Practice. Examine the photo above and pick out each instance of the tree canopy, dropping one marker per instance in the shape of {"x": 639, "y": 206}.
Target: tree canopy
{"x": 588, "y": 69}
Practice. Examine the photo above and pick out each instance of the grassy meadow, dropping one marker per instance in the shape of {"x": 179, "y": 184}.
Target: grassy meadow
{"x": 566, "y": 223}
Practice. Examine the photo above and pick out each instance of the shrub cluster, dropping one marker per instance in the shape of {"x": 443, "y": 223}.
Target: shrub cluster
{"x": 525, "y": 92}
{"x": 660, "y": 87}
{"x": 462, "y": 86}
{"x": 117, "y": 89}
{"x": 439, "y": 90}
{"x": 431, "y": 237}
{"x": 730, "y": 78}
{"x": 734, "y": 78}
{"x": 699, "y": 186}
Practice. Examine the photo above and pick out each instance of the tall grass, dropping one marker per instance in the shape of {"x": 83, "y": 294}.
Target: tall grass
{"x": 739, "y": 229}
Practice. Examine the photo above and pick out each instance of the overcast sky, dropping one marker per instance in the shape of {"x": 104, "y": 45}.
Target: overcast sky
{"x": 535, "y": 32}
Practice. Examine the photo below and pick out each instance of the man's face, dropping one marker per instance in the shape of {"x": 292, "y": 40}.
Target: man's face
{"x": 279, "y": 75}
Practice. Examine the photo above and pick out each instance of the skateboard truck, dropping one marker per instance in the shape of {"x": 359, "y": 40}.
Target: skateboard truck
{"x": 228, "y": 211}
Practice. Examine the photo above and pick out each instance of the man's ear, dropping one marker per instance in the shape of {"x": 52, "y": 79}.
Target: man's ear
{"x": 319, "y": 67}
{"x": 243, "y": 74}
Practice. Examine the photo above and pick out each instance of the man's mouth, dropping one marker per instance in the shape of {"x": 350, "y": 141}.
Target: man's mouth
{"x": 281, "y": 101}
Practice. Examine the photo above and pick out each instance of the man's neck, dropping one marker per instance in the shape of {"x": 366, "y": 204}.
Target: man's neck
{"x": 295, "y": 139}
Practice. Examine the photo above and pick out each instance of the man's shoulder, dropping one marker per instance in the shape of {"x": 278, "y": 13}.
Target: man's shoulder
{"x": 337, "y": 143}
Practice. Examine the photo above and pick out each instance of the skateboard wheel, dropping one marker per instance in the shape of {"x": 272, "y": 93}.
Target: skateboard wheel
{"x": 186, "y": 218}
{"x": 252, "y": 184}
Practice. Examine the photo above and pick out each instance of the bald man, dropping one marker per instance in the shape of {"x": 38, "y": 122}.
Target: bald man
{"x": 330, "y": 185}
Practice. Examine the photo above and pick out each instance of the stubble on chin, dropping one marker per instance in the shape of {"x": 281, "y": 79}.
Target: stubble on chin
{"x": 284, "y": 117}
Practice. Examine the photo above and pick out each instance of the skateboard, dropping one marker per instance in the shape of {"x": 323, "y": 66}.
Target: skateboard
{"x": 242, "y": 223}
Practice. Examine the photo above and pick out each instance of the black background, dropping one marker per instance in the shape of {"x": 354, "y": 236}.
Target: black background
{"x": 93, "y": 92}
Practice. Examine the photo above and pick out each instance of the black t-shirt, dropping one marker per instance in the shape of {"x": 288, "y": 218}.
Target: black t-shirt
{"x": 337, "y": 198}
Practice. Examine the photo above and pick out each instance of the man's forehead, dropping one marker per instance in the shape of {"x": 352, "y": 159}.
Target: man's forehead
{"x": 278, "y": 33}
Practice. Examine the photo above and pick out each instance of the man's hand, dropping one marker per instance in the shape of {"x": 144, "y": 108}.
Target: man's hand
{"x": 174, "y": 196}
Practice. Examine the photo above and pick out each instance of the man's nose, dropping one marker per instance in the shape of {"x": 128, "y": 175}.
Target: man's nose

_ _ _ _

* What the exercise asks
Can you express all of the lines above as a JSON list of strings, with one string per line and any blank lines left out?

* Task solution
[
  "Practice. Examine the photo above and pick out each instance of the tree canopy, dropping one marker per instance in the shape of {\"x\": 639, \"y\": 206}.",
  "Target: tree canopy",
  "{\"x\": 588, \"y\": 69}",
  "Practice. Examine the photo above and pick out each instance of the grassy meadow, dropping one marker per instance in the shape of {\"x\": 179, \"y\": 184}.",
  "Target: grassy meadow",
  "{\"x\": 566, \"y\": 223}",
  "Practice. Examine the photo above and pick out each instance of the shrub cluster, dropping one marker per instance in the shape of {\"x\": 443, \"y\": 223}.",
  "Target: shrub cluster",
  "{\"x\": 525, \"y\": 92}",
  "{\"x\": 660, \"y\": 87}",
  "{\"x\": 462, \"y\": 86}",
  "{\"x\": 117, \"y\": 89}",
  "{\"x\": 439, \"y\": 90}",
  "{\"x\": 431, \"y\": 237}",
  "{\"x\": 730, \"y\": 78}",
  "{\"x\": 734, \"y\": 78}",
  "{\"x\": 699, \"y\": 186}",
  "Practice. Examine the photo above and pick out each instance of the tall grass, dropping one marker per instance in the shape of {\"x\": 83, \"y\": 294}.",
  "Target: tall grass",
  "{\"x\": 739, \"y\": 229}",
  "Practice. Examine the photo above and pick out each instance of the overcast sky, dropping one marker per instance in the shape of {\"x\": 104, \"y\": 45}.",
  "Target: overcast sky",
  "{\"x\": 535, \"y\": 32}",
  "Practice. Examine the photo below and pick out each instance of the man's face, dropping one marker per instance in the shape of {\"x\": 292, \"y\": 40}.",
  "Target: man's face",
  "{\"x\": 279, \"y\": 75}",
  "Practice. Examine the photo above and pick out each instance of the skateboard truck, dropping one marker per instance in the shape of {\"x\": 359, \"y\": 40}.",
  "Target: skateboard truck",
  "{\"x\": 228, \"y\": 211}",
  "Practice. Examine the photo above and pick out each instance of the man's ear, dropping one marker per instance in the shape of {\"x\": 52, \"y\": 79}.",
  "Target: man's ear",
  "{\"x\": 319, \"y\": 67}",
  "{\"x\": 243, \"y\": 74}",
  "Practice. Examine the photo above and pick out each instance of the man's mouth, dropping one marker per instance in the shape of {\"x\": 350, \"y\": 141}.",
  "Target: man's mouth",
  "{\"x\": 281, \"y\": 101}",
  "Practice. Examine the photo above and pick out each instance of the man's neck, dropping one marker per instance in the shape of {\"x\": 366, \"y\": 204}.",
  "Target: man's neck",
  "{\"x\": 295, \"y\": 139}",
  "Practice. Examine the photo above and pick out each instance of the man's shoulder, dropping one marker per instance in the shape of {\"x\": 278, \"y\": 13}.",
  "Target: man's shoulder",
  "{\"x\": 337, \"y\": 143}",
  "Practice. Examine the photo above and pick out each instance of the skateboard wheel, dropping one marker per instance in the shape of {\"x\": 272, \"y\": 93}.",
  "Target: skateboard wheel",
  "{\"x\": 186, \"y\": 218}",
  "{\"x\": 252, \"y\": 184}",
  "Practice. Examine the photo above and pick out each instance of the bald man, dropping one marker per instance in the shape of {\"x\": 38, \"y\": 122}.",
  "Target: bald man",
  "{\"x\": 330, \"y\": 185}",
  "Practice. Examine the photo above and pick out each instance of the stubble on chin, dropping one marker per instance in the shape of {\"x\": 281, \"y\": 79}.",
  "Target: stubble on chin",
  "{\"x\": 284, \"y\": 117}",
  "Practice. Examine the photo above and pick out each instance of the skateboard, dropping one marker per instance in the shape of {\"x\": 323, \"y\": 66}.",
  "Target: skateboard",
  "{\"x\": 242, \"y\": 223}",
  "Practice. Examine the photo above and pick out each instance of the black background, dropping one marker per instance in the shape of {\"x\": 354, \"y\": 236}.",
  "Target: black background",
  "{\"x\": 93, \"y\": 92}",
  "Practice. Examine the photo above and pick out each instance of the black t-shirt, dropping one marker per instance in the shape of {\"x\": 288, \"y\": 218}.",
  "Target: black t-shirt",
  "{\"x\": 337, \"y\": 198}",
  "Practice. Examine the photo above and pick out each instance of the man's forehead, dropping one marker per instance in the shape of {\"x\": 352, \"y\": 159}.",
  "Target: man's forehead",
  "{\"x\": 278, \"y\": 33}",
  "Practice. Examine the photo above and pick out each instance of the man's hand, dropping one marker per instance in the shape of {\"x\": 144, \"y\": 108}.",
  "Target: man's hand",
  "{\"x\": 174, \"y\": 196}",
  "Practice. Examine the photo above and pick out each instance of the man's nose, dropping one marker per instance in the shape of {\"x\": 128, \"y\": 175}.",
  "Target: man's nose"
]